What is being asked: Copy every row below word for word, omitting the pictures.

Location identification rows:
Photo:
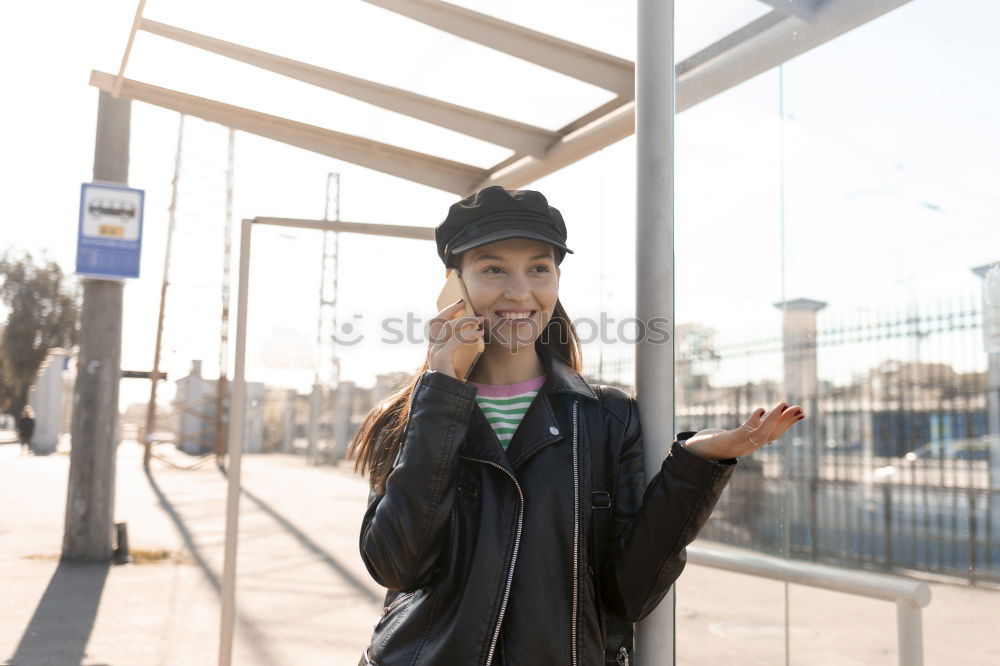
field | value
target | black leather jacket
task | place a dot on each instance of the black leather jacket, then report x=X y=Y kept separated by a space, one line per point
x=485 y=552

Response to this task:
Photo:
field | value
target | black leather jacket
task | place a dot on each instance of the black leather jacket, then report x=X y=Y kept separated by a space, one line per point
x=485 y=552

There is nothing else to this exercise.